**Exercise instructions**
[1] Using the text on producing oxygen and nitrogen from air, decide whether each statement agrees with it. Answer yes or no and quote the words that settle it. (a) The air is compressed in three stages to 30 kg/cm2. (b) Water vapor and carbon dioxide are removed in the fractional distillation column. (c) The four products come from separate plants.
[2] In the text on producing oxygen and nitrogen from air, what cools the high-pressure air in the heat exchangers?
[3] Continue the text on producing oxygen and nitrogen from air, picking up after its last sentence.

**Extract to read**
---------------

The four products viz. a) Compressed Oxygen, b) Liquid Oxygen, c) Nitrogen and d) Liquid Nitrogen are all produced from air in the same plant. Air, the raw material is liquefied cryogenically and the separation of the two components liquid oxygen and liquid nitrogen takes place in a fractional distillation column. Compressed oxygen and nitrogen gases are bottled into cylinders by compressors / pumps after vaporization of the respective liquid fractions.
The air is first compressed in 3 stages to a pressure of 30kg/cm2. Thereafter the removal of water vapor and carbon dioxide take place in a battery of molecular sieves. The out-going carbon dioxide and water vapor free air is further compressed to a pressure of 100 kg/cm2 and cooled substantially by external refrigeration. This high-pressure air is cooled further in heat exchangers by the outgoing product gases. Bulk of this cold air is allowed to expand through an expansion engine and the remaining air is routed through an expansion valve. The downstream air of the expansion engine attains a pressure of 5 kg/cm2 and a considerably reduced temperature. The other stream of air going through the expansion valve (Joule-Thomson valve) is expanded to also attain a pressure of 5kg/cm2) whereby partial liquefaction of air takes place.

---------------

**Data listing**
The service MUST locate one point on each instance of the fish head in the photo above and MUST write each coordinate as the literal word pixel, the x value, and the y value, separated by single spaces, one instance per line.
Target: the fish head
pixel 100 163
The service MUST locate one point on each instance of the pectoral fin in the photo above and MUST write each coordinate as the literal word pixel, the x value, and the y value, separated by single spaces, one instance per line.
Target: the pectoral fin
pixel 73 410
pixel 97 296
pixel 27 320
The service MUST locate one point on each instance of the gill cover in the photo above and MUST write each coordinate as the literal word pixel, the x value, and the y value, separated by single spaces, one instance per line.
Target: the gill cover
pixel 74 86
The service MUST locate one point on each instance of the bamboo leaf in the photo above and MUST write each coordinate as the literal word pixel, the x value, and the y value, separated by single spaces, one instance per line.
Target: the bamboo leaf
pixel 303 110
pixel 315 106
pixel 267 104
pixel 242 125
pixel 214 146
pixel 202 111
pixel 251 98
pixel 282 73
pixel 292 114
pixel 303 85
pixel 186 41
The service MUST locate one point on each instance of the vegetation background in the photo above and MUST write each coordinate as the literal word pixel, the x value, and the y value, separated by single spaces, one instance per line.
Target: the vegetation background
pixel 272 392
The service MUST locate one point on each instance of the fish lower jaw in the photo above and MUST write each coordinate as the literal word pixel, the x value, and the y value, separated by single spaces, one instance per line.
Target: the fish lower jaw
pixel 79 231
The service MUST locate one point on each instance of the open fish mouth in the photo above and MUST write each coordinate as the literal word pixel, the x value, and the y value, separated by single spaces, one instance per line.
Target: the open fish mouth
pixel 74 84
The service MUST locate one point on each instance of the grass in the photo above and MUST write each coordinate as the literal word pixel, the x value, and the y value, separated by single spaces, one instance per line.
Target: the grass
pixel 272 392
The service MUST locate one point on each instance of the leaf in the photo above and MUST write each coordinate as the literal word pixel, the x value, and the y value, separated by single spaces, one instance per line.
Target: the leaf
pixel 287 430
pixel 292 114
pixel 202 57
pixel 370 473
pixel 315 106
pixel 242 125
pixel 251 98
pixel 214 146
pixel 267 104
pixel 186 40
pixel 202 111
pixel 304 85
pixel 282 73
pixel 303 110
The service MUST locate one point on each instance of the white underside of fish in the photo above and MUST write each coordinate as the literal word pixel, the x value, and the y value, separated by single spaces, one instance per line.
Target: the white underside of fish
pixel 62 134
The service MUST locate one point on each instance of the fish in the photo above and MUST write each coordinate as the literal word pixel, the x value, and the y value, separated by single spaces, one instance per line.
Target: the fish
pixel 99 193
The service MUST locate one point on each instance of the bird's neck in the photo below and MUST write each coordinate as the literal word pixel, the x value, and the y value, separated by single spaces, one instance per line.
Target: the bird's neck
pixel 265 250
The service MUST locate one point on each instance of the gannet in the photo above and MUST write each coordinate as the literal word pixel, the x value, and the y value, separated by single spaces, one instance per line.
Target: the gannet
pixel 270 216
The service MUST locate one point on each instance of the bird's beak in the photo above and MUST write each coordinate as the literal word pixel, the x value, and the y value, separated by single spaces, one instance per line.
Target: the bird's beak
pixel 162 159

---------------

**Numbered answers**
[1]
(a) Yes: "The air is first compressed in 3 stages to a pressure of 30kg/cm2."
(b) No: "the removal of water vapor and carbon dioxide take place in a battery of molecular sieves."
(c) No: "are all produced from air in the same plant."

[2] The outgoing product gases.

[3]
Both the streams of air are mixed and introduced as a liquid vapor mixture to the bottom column of the double rectification column (fractional Distillation Column). Due to mass and heat transfer at every perforated tray in the column the nitrogen rich liquid vapor accumulate at the top trays and an oxygen rich liquid-vapor mixture collect at the sump of the column. The liquid nitrogen accumulating at the upper portion of the bottom column is drawn out as product for storage in Vacuum insulated cryogenic tanks. For production of nitrogen gas, this liquid nitrogen is pumped from the storage tank through vaporizers for gasification and bottling into cylinders.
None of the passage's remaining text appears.